DIRECTIONS. Print every entry below word for word, leaving out the pictures.

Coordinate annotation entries
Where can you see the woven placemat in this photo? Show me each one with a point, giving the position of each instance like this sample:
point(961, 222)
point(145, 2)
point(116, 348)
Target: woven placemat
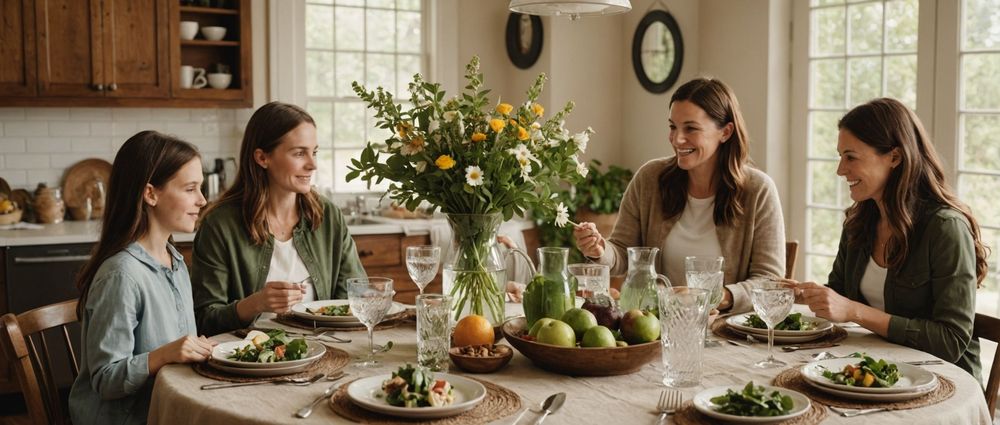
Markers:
point(499, 402)
point(793, 379)
point(688, 415)
point(721, 329)
point(331, 362)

PROBLEM SOLUTION.
Where can you see the woven placemat in this photo? Show me each one with a point, giving the position of each instance like this sample:
point(961, 222)
point(145, 2)
point(116, 348)
Target: woven placemat
Markers:
point(499, 402)
point(793, 379)
point(688, 415)
point(721, 329)
point(331, 362)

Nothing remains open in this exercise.